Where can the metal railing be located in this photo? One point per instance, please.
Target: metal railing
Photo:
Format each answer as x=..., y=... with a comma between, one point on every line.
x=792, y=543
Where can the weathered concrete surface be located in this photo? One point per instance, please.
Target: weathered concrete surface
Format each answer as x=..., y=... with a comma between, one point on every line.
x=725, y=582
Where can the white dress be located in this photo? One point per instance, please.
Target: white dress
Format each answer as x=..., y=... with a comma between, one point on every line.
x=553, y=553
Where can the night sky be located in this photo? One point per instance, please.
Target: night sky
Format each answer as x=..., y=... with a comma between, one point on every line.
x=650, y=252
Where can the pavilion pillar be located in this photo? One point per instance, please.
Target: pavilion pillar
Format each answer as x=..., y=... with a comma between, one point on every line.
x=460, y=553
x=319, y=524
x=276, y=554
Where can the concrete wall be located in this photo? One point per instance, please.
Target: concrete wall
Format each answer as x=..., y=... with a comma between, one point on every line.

● **EXERCISE BRIEF**:
Give exactly the lines from the one with "Where can the night" to the end of the entries, nothing before them.

● **REPLY TO THE EXERCISE**:
Where can the night sky be located in this photo? One point per instance, please.
Target: night sky
Format each answer as x=..., y=... with a comma between, one point on every line.
x=650, y=252
Where can the pavilion pillar be located in this photo? One point per instance, please.
Target: pavilion pillar
Format each answer as x=..., y=... with a comma between, one point on every line.
x=460, y=553
x=319, y=524
x=276, y=554
Where can the concrete wall be located in this photo? One point per instance, please.
Target: concrete wall
Format each answer as x=..., y=... with a comma between, one point on every line.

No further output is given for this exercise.